■ Selected passage
=======
# Toeside Carve



## yusoweird (Apr 6, 2009)

You are trying to do dynamic carve turns? I have similar problem only when my boot is tight. If I loosen up the top laces of my boot, then I can bend my knees easier. But, the support is not as good for really hard carves. The problem may be that you are not throwing your weight over your toe edge enough while trying to keep your body stationary. That requires bending knee and ankles and it is hard to bend your ankle when you have a stiff boot. So try to loosen your top laces just a tad bit (that's what I do). You have to bend your ankle first inorder to distribute your weight to your toe side, bending the knee alone will only throw your weight to your heel side. By loosening up the top laces, you allow your shin to be pushed forward more and bending your ankles. Just don't loosen them up too much.


----------



## DrewOZ (Feb 14, 2010)

Thanks! That definitely makes sense and I'll give that a try the next time I'm on the slopes (unfortunately it won't be for another couple of weeks) - I'll let you know how I go!


----------



## Suburban Blend (Feb 23, 2008)

when you're stopped and kneeling down on the snow, put all your weight on your front knee. Shake your back knee loose. Kneel tall, not bent at the waist. NOTE this position and try to emulate it when you're riding. I call it "the PeeWee Herman dance" It does take conditioning of your muscles, but it's such a subtle move, and so effective.
=======
■ Provided data
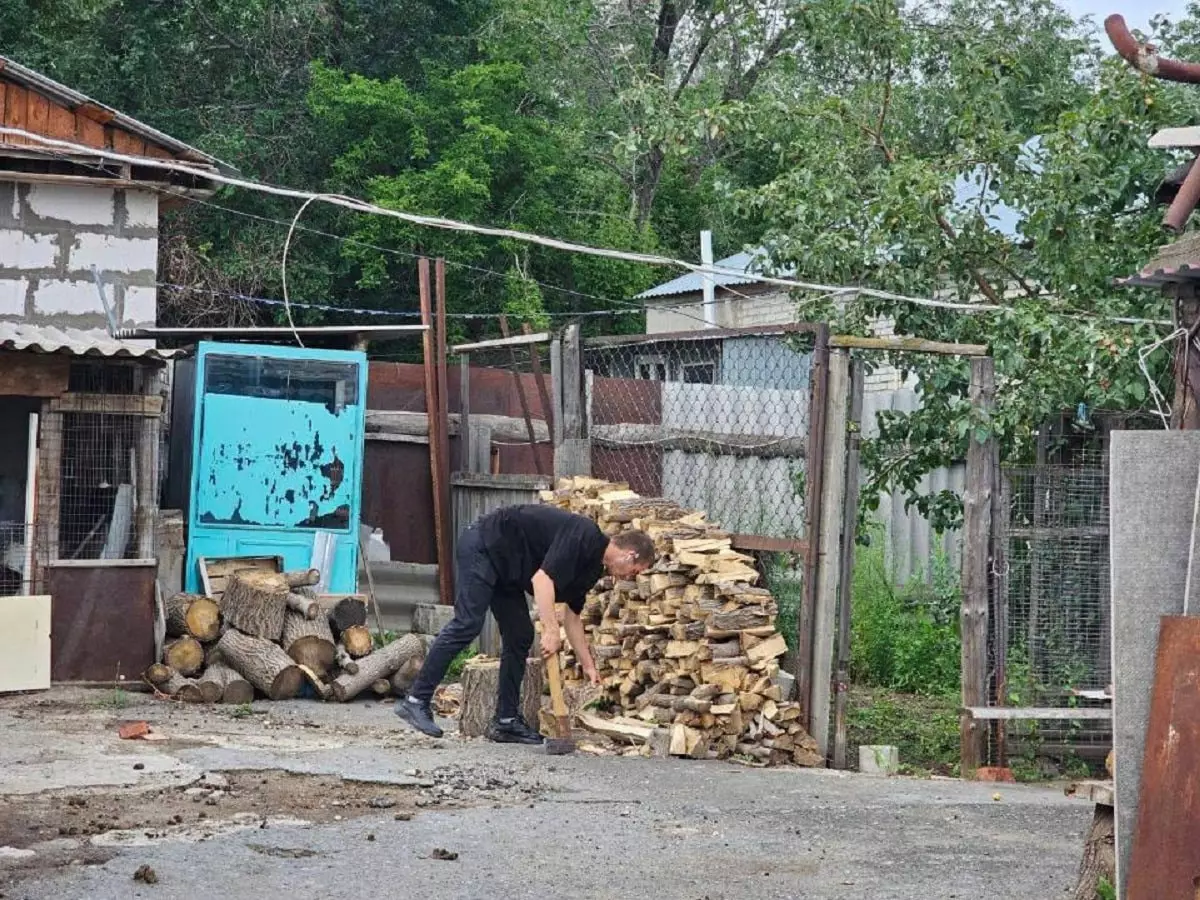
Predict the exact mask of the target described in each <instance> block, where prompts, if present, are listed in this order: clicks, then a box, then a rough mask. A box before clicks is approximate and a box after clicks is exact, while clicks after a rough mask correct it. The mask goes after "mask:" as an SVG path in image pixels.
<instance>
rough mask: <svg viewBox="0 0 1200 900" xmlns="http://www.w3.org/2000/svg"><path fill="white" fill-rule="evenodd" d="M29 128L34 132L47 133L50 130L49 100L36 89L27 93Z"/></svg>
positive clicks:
=======
■ List of tasks
1. In the toeside carve thread, what does yusoweird loosen to make bending the knees easier?
2. Please resume the toeside carve thread from the point where it stops.
The listing isn't needed for this work.

■ Set of answers
1. The top laces of the boot.

2.
Try and isolate just driving that front knee and nothing else to the apex of the toeside turn.


----------



## DrewOZ (Feb 14, 2010)

Thanks heaps for all the advice guys - I will put those tips in action the next time I am out. I know I should push my pelvis forward on the toeside turn but for some reason always seem to forget that part when I'm riding. I think I focus too much on driving my knees to the ground, while forgetting to push my pelvis out and arch my back (and therefore lean into the turn). Snowolf, I've read some of your other posts and will definitely try the "hump and dump".

SB, I might even give your "PeeWee Harman dance" a go at home tonight.

I'll let you know how it all goes!

Cheers


----------



## Guest (Feb 16, 2010)

just be sure not to put any pressure on your heels when in a toeside carve. 


you'll eat it really hard. (i know from past experience hahaha)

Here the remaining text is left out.